- 本文:
慰安婦像と労働者像設置に反対する6月5日ソウル集会
歴史歪曲、外交惨事の労働者像設置に反対する

 
 歴史の流れを逆に戻そうとする無知と狂気がこの国をおおっている。いわゆる慰安婦少女像と労務動員労働者像を日本大使館や領事館近くなど全国各地に立てようとする試みは、決して進歩と民主、労働者の名によって正当化されない。
 慰安婦少女像と労働者像は歴史認識を歪曲し、もっとも近い友邦国との大切な親善関係を根底から壊そうという悪魔的企てだ。我々は理性と知性の力を信じる民主進歩的市民たちの意志を集め、労働者像設置に反対する。

1 労働者像設置は歴史歪曲だ
 日帝時代に日本に働きに行った我々の祖先たちは奴隷のような強制労働に苦しんだということは徹底した歪曲だ。進歩を売り物にする輩らは別の事故で撮られた日本人たちの写真を朝鮮人たちの写真(訳注1)として偽造し、映画の一場面(同2)を実際の写真だと主張するなどでたらめを通じて反日感情をあおってきた。
 しかし、これは全く事実と異なる。当時朝鮮人たちは自発的意志によりお金を稼ぐため玄界灘を渡ったのであり、就職競争はとても熾烈だった。誰でも玄界灘を渡れることができたのでもなく、就職した後には正常に賃金が支給された。
 当時、朝鮮人たちが日本から送金した給与が朝鮮のインフレ発生の一助になったという理論もある。労働条件なども当時の日本人労働者たちと根本的な差はなく、今の基準から見ても非人間的な待遇だと言えるようなものではなかったと確認されている。
 この間、この国の進歩を売り物にする輩らが映画や大衆媒体に広めてきた「強制徴用労働者」という認識は、徹底した歪曲と虚偽だという事実が真摯な学問的研究によって暴露されている。国立日帝強制動員歴史館の追悼塔に書かれている強制徴用労働者の写真が最近、替えられたことが端的な証拠だ。年若い生徒らに歪曲された反日種族主義を注入する教科書のまちがった内容に対する修正作業も推進されている。

2 労働者像設置は最悪の外交破綻を呼び起こす
 我が国も加盟している外交関係に関するウィーン協約は、外国公館の前に物議を醸すような造形物を設置することを禁じている。もし、ベトナムの韓国大使館の前にベトナム戦争当時の韓国軍による虐殺の場面を描く彫刻像を設置するなら、それは韓国・ベトナム関係を終わらせようという宣言と変わりがない。韓日関係は韓国・ベトナム関係よりも東北アジアの国際秩序においてより一層比重が大きい。

- データセット内容:
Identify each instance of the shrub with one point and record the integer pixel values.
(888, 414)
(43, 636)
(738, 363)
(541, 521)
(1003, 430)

- 設問 A:
次の(i)～(iii)の記述が本文の内容と一致するかどうかを、それぞれ「はい」または「いいえ」で答え、判断の決め手となる本文の語句をそのまま引用して示してください。
(i) 当時の朝鮮人は、就職した後に正常に賃金を受け取っていた。
(ii) 国立日帝強制動員歴史館の追悼塔にある強制徴用労働者の写真は、現在も以前のまま掲げられている。
(iii) ウィーン協約は、外国公館の前に物議を醸すような造形物を設置することを禁じている。
- 設問 B:
本文の「1 労働者像設置は歴史歪曲だ」から始まり「おいてより一層比重が大きい。」で終わる部分を、「ウィーン協約」を「ウィーン条約」に差し替えて書き直してください。

- 正答 A:
(i) はい。「就職した後には正常に賃金が支給された」
(ii) いいえ。「国立日帝強制動員歴史館の追悼塔に書かれている強制徴用労働者の写真が最近、替えられた」
(iii) はい。「外国公館の前に物議を醸すような造形物を設置することを禁じている」

- 正答 B:
1 労働者像設置は歴史歪曲だ
 日帝時代に日本に働きに行った我々の祖先たちは奴隷のような強制労働に苦しんだということは徹底した歪曲だ。進歩を売り物にする輩らは別の事故で撮られた日本人たちの写真を朝鮮人たちの写真(訳注1)として偽造し、映画の一場面(同2)を実際の写真だと主張するなどでたらめを通じて反日感情をあおってきた。
 しかし、これは全く事実と異なる。当時朝鮮人たちは自発的意志によりお金を稼ぐため玄界灘を渡ったのであり、就職競争はとても熾烈だった。誰でも玄界灘を渡れることができたのでもなく、就職した後には正常に賃金が支給された。
 当時、朝鮮人たちが日本から送金した給与が朝鮮のインフレ発生の一助になったという理論もある。労働条件なども当時の日本人労働者たちと根本的な差はなく、今の基準から見ても非人間的な待遇だと言えるようなものではなかったと確認されている。
 この間、この国の進歩を売り物にする輩らが映画や大衆媒体に広めてきた「強制徴用労働者」という認識は、徹底した歪曲と虚偽だという事実が真摯な学問的研究によって暴露されている。国立日帝強制動員歴史館の追悼塔に書かれている強制徴用労働者の写真が最近、替えられたことが端的な証拠だ。年若い生徒らに歪曲された反日種族主義を注入する教科書のまちがった内容に対する修正作業も推進されている。

2 労働者像設置は最悪の外交破綻を呼び起こす
 我が国も加盟している外交関係に関するウィーン条約は、外国公館の前に物議を醸すような造形物を設置することを禁じている。もし、ベトナムの韓国大使館の前にベトナム戦争当時の韓国軍による虐殺の場面を描く彫刻像を設置するなら、それは韓国・ベトナム関係を終わらせようという宣言と変わりがない。韓日関係は韓国・ベトナム関係よりも東北アジアの国際秩序においてより一層比重が大きい。